Who said moving abroad would be easy? Maybe it’s easy if you have money and can afford everything in the first month, settle down, settle in. But does it change you? Did it challenge you to mold into the country, the new lifestyle? Did it shape you? Let yourself be shaped and don’t give up. If it helps, wake up earlier and make yourself remember why you went there. Talk more. See more. Walk that extra mile. Fight to stand up from bed. Your bed is not going to bring you anywhere, only to the thought that maybe you should go home. And if that is not what you want, if you know you’ll regret going back, then make it work to stay.
Making new friends
You read it right. Maybe you are a 100% extrovert and won’t agree with me. This point is not necessarily a negative one, though it might appear exhausting to some people. Either way it’s good to keep it in mind. I myself am closer to ambivert than introvert or extrovert, but I have a past of not often being the first one to approach a person. Talking, and I’m thinking more of small-talk, has not always been a strength of mine. I think moving abroad, moving to such a lively and active city like Amsterdam has improved my social skills considerably. If you’ve traveled to the city/town before, where you intend to live now/soon, it might have come easy to make a few friends already. Now you face it a little bit different though. You are not only preoccupied with settling down there, you (probably) also want some support in form of friends.
Don’t give up!
These are not the only possible difficulties one can face when moving abroad. And I can only share about my experience from moving to a different country within Europe. I can imagine that moving to Africa or Asia and places that bring more changes and new circumstances could be even harder. The points mentioned above are more general and what one would think of first when asked what the challenging parts of going abroad were. In any way, if you’ve decided to take that step, or already have, let me encourage you. You came this far already. Why stop? Unless there is a grave reason for you to give up – don’t. I’ve felt so down in my second and third week in Amsterdam and today it’s 5 months ago that I moved to the Netherlands. And I couldn’t be happier about it.
Cherish the difficulties and challenges because they will bring you further. Overcome fear and yourself and stand firm in your decision. It will be worth it and after a while things will settle down. I know that one probably knows that. We know that it will not always be this hard. But when you are in a ‘low’, it’s not so easy to focus on a promising future. Moving abroad brings so much growth and cultural exchange. Surround yourself with people who support you. Don’t linger on conversations with those who question your decisions and tell you all the negative scenarios that could come from your situation. And if that negativity is produced by your own mind, train yourself. Because this, too, is part of your growth.

| RECORD EXTRACTS |
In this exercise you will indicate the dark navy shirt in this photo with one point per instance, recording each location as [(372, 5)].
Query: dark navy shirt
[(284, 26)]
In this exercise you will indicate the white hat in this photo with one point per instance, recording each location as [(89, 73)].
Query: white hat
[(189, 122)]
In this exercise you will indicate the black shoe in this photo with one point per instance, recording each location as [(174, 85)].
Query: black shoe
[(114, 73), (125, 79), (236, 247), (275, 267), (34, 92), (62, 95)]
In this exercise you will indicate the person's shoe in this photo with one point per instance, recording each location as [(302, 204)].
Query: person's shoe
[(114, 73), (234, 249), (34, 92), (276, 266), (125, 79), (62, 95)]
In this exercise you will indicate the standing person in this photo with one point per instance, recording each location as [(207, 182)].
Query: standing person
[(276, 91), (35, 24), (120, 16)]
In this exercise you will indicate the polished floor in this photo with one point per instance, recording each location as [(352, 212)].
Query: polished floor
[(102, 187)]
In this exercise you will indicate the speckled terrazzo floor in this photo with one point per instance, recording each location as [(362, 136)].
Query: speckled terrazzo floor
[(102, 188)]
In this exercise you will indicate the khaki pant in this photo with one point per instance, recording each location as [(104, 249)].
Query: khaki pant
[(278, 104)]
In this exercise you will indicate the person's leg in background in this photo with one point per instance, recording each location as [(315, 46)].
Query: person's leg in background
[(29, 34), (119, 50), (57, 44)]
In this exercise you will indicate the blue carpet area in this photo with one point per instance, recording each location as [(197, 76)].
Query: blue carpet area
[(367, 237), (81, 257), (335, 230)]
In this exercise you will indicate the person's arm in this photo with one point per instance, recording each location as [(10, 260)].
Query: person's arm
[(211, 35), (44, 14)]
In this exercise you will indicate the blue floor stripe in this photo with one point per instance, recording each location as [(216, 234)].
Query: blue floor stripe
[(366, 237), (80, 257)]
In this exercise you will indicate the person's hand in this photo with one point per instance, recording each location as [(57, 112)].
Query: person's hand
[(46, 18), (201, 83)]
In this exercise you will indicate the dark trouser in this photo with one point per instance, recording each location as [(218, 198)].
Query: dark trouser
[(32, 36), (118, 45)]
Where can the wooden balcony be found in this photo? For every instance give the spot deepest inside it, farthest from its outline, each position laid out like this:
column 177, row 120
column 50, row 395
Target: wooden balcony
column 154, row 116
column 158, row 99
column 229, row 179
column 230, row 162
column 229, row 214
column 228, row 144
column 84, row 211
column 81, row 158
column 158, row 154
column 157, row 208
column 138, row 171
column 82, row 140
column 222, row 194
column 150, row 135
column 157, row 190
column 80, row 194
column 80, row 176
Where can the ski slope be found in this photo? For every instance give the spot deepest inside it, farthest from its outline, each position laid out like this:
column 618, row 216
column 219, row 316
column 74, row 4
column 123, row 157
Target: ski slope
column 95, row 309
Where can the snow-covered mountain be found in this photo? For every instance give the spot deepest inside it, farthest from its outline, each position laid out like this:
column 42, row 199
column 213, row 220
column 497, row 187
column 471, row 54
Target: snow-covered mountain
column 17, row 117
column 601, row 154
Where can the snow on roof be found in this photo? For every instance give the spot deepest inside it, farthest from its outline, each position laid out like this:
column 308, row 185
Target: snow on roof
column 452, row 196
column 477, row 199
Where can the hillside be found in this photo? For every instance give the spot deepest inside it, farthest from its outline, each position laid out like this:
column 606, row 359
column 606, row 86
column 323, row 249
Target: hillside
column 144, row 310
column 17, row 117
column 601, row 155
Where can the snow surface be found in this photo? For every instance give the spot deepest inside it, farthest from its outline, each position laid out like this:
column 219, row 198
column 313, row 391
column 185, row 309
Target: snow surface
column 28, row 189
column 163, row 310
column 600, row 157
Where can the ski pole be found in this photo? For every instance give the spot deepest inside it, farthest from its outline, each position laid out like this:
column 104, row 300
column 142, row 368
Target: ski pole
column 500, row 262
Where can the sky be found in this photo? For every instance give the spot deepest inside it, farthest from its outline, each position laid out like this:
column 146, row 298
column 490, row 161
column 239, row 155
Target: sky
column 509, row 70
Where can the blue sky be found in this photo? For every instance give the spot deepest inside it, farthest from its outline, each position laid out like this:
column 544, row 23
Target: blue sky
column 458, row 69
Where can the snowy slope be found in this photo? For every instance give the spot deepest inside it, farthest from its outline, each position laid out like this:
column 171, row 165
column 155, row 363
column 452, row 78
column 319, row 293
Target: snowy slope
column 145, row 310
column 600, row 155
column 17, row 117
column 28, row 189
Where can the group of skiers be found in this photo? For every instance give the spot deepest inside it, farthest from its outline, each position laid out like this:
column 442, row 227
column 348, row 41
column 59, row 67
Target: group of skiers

| ACTIONS TO TAKE |
(a) Summarize the piece on moving abroad in two sentences.
(b) Write out everything in the piece on moving abroad from "Cherish the difficulties" down to "of your growth.".
The items are separate material and have no connection to the piece on moving abroad.

| ANSWERS TO THE TASKS |
(a) Moving abroad is not easy, and making new friends is one of its challenges, though moving to Amsterdam considerably improved the writer's social skills. Five months after moving to the Netherlands, having felt down in the second and third weeks, the writer urges readers not to give up, to cherish difficulties as a source of growth, and to surround themselves with people who support them.

(b)
Cherish the difficulties and challenges because they will bring you further. Overcome fear and yourself and stand firm in your decision. It will be worth it and after a while things will settle down. I know that one probably knows that. We know that it will not always be this hard. But when you are in a ‘low’, it’s not so easy to focus on a promising future. Moving abroad brings so much growth and cultural exchange. Surround yourself with people who support you. Don’t linger on conversations with those who question your decisions and tell you all the negative scenarios that could come from your situation. And if that negativity is produced by your own mind, train yourself. Because this, too, is part of your growth.